WORK TO DO: Everything from the line containing "of the large" through the final line of the records must be transcribed verbatim; nothing else belongs in the result.

Named-object pointing records
-=-=-

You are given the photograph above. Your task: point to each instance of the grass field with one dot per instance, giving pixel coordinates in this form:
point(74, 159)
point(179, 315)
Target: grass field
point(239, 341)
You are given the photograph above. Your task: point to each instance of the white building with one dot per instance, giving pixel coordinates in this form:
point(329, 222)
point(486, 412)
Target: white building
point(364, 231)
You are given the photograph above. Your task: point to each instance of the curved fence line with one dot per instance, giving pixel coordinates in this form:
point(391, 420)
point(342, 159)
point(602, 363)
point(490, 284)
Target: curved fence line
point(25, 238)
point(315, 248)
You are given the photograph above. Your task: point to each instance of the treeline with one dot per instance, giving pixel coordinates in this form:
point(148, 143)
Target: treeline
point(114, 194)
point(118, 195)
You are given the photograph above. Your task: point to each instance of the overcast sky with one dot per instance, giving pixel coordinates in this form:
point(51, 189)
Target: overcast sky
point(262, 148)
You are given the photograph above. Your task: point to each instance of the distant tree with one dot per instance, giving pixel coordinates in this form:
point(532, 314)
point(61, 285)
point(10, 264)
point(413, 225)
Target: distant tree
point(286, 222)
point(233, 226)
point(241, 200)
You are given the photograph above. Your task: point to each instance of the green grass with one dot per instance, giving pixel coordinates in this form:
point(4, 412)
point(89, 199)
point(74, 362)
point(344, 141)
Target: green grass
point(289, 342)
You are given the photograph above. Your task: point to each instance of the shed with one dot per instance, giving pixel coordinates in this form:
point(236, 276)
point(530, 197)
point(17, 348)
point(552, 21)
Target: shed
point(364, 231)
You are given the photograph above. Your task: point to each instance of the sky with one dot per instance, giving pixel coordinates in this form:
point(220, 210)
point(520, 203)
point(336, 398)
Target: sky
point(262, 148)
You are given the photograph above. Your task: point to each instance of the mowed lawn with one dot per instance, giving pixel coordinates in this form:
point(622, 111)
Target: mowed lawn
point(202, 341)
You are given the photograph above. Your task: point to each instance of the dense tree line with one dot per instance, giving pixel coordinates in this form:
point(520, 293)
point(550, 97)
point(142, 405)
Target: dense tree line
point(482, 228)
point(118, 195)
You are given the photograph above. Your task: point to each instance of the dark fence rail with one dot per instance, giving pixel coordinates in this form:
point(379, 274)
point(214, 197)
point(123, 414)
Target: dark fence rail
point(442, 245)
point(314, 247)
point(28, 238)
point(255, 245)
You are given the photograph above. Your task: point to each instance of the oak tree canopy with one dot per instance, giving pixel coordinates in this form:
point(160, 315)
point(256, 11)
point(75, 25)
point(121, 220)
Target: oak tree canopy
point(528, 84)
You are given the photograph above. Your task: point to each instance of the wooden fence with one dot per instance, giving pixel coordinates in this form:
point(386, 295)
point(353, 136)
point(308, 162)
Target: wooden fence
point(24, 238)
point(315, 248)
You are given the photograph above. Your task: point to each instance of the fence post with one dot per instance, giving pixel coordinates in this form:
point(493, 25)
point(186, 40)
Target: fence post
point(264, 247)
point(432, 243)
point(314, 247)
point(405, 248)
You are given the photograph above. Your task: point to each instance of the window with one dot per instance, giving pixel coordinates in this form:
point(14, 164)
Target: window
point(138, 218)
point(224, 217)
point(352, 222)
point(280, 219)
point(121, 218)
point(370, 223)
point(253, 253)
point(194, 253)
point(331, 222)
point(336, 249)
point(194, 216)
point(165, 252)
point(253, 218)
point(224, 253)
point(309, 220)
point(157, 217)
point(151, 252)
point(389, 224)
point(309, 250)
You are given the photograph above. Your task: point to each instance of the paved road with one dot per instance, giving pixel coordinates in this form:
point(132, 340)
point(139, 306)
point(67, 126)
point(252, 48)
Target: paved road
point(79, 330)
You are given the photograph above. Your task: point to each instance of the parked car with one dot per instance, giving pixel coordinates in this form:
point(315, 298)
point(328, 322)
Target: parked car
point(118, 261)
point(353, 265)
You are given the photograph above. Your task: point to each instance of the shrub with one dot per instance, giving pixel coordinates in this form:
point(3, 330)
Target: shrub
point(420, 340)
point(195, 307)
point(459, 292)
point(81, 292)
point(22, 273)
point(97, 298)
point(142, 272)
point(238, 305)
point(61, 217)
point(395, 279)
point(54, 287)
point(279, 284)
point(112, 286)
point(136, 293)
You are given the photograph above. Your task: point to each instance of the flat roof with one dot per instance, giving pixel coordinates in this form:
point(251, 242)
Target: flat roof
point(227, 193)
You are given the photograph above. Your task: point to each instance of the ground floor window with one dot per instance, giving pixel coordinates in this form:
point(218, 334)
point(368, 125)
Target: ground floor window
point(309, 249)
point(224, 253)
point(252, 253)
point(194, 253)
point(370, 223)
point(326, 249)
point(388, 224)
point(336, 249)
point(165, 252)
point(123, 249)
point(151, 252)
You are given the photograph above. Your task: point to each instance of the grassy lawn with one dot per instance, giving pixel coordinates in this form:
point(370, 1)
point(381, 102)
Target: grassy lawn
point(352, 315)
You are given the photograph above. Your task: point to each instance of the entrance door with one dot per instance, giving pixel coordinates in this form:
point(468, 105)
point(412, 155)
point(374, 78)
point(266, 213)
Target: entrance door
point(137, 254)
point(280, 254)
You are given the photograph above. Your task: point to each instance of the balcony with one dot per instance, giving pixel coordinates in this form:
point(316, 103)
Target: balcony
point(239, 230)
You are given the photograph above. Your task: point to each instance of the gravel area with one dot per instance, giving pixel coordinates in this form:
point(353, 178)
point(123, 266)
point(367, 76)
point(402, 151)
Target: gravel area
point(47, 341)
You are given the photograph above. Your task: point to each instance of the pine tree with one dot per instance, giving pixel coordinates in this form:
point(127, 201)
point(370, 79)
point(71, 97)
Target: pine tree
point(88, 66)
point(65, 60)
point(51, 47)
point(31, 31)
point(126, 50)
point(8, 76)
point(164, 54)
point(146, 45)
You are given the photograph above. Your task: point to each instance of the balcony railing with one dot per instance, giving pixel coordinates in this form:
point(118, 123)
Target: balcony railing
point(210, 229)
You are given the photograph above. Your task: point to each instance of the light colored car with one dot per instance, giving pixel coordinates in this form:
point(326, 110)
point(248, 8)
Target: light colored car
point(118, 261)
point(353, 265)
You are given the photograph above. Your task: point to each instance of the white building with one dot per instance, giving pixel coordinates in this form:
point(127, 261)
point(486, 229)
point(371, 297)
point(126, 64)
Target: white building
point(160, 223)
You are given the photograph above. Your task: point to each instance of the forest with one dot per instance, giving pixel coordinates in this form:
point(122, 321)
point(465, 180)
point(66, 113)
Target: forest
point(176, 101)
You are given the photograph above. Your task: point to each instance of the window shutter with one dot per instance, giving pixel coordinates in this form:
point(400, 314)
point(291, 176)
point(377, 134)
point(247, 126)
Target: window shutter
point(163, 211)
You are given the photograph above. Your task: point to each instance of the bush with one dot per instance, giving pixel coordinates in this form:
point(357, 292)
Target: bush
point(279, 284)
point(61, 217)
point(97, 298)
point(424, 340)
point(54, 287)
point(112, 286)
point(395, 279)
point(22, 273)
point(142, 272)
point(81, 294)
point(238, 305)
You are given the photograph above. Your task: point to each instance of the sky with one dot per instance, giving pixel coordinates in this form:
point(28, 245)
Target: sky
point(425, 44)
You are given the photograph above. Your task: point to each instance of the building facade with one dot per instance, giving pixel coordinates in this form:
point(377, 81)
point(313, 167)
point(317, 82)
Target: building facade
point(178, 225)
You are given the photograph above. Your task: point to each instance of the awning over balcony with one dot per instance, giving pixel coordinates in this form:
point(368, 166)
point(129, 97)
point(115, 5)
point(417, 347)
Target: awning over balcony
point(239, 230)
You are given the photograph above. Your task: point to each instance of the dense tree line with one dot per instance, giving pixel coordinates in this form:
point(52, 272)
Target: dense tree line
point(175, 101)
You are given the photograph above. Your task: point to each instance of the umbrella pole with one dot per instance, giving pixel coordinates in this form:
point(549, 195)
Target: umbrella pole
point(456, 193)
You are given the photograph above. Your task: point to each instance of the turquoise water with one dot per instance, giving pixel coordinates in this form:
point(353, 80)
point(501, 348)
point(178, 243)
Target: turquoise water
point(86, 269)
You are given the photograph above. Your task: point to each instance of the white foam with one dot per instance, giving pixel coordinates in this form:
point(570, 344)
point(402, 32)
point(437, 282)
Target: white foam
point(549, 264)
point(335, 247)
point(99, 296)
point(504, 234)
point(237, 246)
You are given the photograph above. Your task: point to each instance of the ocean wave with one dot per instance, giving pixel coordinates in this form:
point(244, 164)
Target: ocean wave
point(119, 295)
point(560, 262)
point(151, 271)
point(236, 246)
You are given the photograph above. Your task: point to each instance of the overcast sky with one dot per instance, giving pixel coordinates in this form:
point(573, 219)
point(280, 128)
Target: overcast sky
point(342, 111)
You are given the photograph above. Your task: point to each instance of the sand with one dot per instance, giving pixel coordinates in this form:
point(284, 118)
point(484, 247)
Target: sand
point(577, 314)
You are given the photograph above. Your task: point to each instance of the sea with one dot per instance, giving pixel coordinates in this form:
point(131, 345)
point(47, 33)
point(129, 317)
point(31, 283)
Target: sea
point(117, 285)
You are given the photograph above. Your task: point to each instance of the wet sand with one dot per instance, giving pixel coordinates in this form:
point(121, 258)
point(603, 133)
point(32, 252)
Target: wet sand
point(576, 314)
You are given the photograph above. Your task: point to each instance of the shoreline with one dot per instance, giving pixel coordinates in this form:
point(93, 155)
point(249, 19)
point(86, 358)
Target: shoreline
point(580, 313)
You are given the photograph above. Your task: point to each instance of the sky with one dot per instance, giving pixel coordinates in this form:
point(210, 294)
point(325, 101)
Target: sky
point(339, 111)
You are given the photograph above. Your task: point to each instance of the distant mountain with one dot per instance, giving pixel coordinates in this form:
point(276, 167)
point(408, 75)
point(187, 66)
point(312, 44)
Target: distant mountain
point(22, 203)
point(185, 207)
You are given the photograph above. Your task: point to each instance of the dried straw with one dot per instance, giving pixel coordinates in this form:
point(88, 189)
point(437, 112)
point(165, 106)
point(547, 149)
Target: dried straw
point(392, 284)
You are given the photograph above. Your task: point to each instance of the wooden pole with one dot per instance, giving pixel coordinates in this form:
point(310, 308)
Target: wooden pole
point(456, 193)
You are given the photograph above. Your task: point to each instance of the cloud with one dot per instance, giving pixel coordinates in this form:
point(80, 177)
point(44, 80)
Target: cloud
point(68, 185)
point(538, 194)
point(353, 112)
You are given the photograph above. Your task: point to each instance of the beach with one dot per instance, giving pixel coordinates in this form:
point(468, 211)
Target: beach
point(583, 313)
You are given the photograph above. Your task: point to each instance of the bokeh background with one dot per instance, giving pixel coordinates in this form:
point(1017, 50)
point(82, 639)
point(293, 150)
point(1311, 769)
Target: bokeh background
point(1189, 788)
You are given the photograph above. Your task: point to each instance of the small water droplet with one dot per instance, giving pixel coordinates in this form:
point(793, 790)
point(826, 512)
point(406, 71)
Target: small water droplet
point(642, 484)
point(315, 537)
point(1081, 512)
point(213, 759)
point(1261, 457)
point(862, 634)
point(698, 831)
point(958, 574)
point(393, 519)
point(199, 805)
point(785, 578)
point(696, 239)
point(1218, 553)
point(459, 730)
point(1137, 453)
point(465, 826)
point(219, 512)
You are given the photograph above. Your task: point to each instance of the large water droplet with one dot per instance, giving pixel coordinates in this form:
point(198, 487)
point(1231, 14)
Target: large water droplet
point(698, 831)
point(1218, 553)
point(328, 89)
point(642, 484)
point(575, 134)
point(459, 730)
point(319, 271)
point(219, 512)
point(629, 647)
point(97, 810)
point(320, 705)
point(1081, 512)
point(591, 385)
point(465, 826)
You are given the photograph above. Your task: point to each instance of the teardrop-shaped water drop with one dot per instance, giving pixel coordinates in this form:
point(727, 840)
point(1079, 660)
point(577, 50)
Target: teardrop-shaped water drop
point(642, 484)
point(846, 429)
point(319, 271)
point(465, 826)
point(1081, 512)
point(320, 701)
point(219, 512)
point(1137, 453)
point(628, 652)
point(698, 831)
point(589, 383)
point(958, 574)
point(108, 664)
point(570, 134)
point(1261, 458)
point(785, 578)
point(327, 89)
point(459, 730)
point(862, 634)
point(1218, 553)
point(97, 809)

-=-=-

ANSWER FOR THE TASK:
You are given the photograph above. Your task: point to each instance of the large water droplet with one dot per instance, giving pixel coordinates in this form:
point(198, 487)
point(1231, 14)
Target: large water droplet
point(698, 831)
point(1218, 553)
point(328, 89)
point(642, 484)
point(575, 134)
point(459, 730)
point(319, 271)
point(219, 512)
point(629, 647)
point(97, 810)
point(320, 705)
point(1081, 512)
point(591, 385)
point(465, 826)
You are given the photograph above. Your task: point to each instance of the teardrop-shaped water drop with one dot per instance, giving pixel coordinates in this form:
point(727, 840)
point(1079, 660)
point(577, 50)
Target: teardrop-shaped water drop
point(642, 484)
point(846, 429)
point(319, 271)
point(465, 826)
point(1081, 512)
point(320, 701)
point(219, 512)
point(1137, 453)
point(628, 652)
point(698, 831)
point(589, 383)
point(958, 574)
point(108, 664)
point(570, 134)
point(1261, 458)
point(785, 578)
point(327, 89)
point(459, 730)
point(862, 634)
point(1218, 553)
point(97, 809)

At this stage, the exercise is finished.